#### WHAT TO PRODUCE
Leaving out all images, write out the records that follow exactly.
Start of DATA FOR REVIEW
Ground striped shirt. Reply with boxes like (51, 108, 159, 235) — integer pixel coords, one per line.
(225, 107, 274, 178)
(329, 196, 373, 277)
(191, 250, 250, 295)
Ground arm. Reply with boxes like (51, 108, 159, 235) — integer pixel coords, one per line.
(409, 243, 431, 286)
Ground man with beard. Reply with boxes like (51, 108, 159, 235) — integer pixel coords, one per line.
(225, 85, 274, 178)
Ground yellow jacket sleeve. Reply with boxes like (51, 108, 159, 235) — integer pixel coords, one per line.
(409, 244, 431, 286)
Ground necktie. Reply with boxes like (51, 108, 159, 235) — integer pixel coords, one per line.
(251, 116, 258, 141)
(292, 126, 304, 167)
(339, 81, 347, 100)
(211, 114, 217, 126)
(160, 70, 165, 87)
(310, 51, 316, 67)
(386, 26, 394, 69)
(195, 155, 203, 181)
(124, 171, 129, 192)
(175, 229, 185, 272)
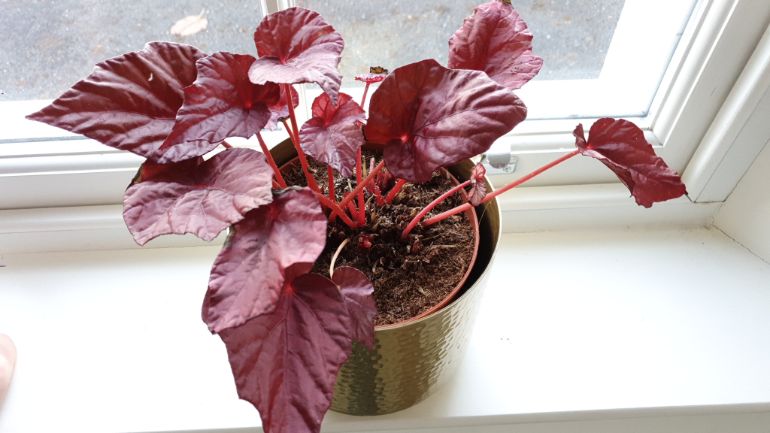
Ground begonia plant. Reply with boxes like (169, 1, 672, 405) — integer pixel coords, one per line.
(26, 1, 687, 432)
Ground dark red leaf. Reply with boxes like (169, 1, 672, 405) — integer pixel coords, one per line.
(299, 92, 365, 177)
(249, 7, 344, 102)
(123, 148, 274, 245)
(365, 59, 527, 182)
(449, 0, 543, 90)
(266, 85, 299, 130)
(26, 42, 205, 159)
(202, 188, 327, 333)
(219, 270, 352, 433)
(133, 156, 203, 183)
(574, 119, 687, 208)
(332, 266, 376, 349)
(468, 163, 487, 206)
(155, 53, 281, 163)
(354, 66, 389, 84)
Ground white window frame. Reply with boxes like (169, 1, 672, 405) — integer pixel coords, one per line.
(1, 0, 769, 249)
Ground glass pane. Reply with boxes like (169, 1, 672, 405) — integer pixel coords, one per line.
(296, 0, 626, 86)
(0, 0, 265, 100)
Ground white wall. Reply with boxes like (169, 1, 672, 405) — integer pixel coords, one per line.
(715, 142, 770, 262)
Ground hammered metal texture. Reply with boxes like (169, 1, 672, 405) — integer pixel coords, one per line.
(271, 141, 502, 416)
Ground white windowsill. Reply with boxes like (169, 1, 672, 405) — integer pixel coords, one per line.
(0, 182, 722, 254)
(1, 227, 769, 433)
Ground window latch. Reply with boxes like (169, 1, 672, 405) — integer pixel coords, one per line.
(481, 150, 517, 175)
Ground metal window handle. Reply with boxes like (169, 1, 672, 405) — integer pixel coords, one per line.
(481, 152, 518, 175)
End of DATA FOR REVIEW
#### WORKED SOLUTION
Ground striped shirt. Reply with boxes like (51, 108, 159, 235) — integer pixel coords, one per line.
(225, 107, 274, 178)
(329, 196, 373, 277)
(191, 250, 250, 295)
Ground arm. Reply with boxes like (51, 108, 159, 235) — integer pixel coords, one per line.
(409, 243, 431, 286)
Ground man with beard. Reply with boxes like (51, 108, 159, 235) — integer pixel coords, one per line.
(225, 85, 274, 178)
Ground yellow jacket sleeve. Reply with boxes like (51, 108, 159, 235) — integer pixel coords, one per line.
(409, 244, 431, 286)
Ground necktie. Reply with boxes like (51, 108, 159, 235) — integer pixel coords, one per line.
(251, 116, 258, 141)
(292, 126, 304, 167)
(339, 81, 347, 100)
(211, 114, 217, 126)
(160, 70, 165, 87)
(310, 51, 316, 67)
(386, 26, 394, 69)
(195, 155, 203, 181)
(124, 171, 129, 192)
(175, 229, 185, 272)
Ground begonia plant. Reply with boxes like (169, 1, 672, 405) — integer pixel coords, one per line.
(26, 1, 687, 432)
Ground dark red leaf. Reply with boxes like (169, 1, 672, 405) — integer pixel coords, one per line.
(299, 92, 365, 177)
(249, 7, 344, 102)
(123, 148, 274, 245)
(365, 59, 527, 182)
(449, 0, 543, 90)
(266, 85, 299, 130)
(26, 42, 205, 159)
(202, 188, 327, 333)
(219, 270, 352, 433)
(133, 156, 203, 183)
(574, 119, 687, 208)
(332, 266, 376, 349)
(468, 163, 487, 206)
(155, 53, 281, 163)
(354, 66, 389, 84)
Ground white window frame. Reply with boxes like (169, 1, 672, 405) — integer pixel coords, one per line.
(1, 0, 769, 249)
Ground glass pane. Reply with boxes like (169, 1, 672, 405) — integer pixel coords, one per line.
(296, 0, 626, 86)
(0, 0, 265, 100)
Ground white wall. Reply with boxes like (169, 1, 672, 405) — integer pixel coords, one per line.
(715, 142, 770, 262)
Ground hammered metal texture. Reply with boxes like (169, 1, 672, 405) — integer pixel coords, one per line.
(271, 141, 502, 416)
Ground white windowsill. Reply with boxes like (169, 1, 672, 405) — integer pixel coords, one per line.
(0, 182, 722, 254)
(1, 227, 769, 433)
Ground window latch. Reply with boxes like (169, 1, 672, 405) — integer pixel coords, one per line.
(481, 150, 517, 175)
Ground metal window handle. Reply with boxes like (169, 1, 672, 405) — integer pixel coords, one per line.
(481, 152, 518, 175)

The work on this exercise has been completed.